> Provided data
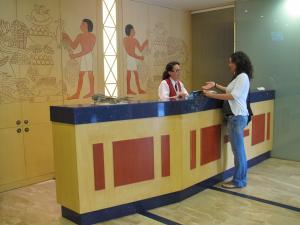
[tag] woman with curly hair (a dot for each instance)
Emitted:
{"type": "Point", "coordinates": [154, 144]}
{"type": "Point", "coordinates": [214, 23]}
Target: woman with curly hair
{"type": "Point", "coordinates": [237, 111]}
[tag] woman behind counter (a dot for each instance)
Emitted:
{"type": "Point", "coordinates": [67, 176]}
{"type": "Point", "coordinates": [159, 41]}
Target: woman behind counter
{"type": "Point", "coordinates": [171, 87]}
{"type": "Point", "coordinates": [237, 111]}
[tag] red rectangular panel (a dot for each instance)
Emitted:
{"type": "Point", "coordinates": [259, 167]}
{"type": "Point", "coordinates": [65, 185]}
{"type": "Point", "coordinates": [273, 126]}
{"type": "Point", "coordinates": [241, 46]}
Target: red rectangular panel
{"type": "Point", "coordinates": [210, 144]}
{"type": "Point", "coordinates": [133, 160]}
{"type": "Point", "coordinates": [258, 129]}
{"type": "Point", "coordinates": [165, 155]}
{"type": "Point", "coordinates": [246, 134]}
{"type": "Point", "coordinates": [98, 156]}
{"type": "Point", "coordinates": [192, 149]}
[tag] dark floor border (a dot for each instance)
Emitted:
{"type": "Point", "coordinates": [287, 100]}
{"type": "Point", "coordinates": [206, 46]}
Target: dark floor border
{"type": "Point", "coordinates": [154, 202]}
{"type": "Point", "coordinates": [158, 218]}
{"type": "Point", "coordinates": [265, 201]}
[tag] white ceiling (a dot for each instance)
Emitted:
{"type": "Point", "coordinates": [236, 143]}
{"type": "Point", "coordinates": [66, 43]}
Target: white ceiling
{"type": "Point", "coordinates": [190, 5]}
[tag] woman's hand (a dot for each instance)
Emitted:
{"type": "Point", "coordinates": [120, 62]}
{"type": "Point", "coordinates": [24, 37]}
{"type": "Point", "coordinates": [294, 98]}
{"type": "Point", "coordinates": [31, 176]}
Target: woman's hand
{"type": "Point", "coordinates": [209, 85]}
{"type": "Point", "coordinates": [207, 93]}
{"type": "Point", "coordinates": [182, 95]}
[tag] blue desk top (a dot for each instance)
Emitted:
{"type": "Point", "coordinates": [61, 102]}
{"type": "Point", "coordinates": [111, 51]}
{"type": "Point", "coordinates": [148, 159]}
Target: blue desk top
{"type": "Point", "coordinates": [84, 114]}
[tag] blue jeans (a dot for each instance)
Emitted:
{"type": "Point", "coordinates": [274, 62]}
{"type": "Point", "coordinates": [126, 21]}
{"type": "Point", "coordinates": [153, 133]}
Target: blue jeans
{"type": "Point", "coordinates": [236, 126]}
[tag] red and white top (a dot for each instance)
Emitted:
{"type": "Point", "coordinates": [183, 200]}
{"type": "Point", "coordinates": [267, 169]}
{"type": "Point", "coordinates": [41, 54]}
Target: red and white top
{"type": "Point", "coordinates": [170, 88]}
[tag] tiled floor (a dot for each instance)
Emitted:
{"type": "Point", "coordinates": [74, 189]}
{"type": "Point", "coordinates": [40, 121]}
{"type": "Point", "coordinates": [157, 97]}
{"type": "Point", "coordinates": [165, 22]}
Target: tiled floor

---

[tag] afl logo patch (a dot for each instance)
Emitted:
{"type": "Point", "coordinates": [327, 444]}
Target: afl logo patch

> Task to carry out
Copy out each line from the listing that contains the string "patch".

> Response to this task
[tag] afl logo patch (a dot for each instance)
Target: afl logo patch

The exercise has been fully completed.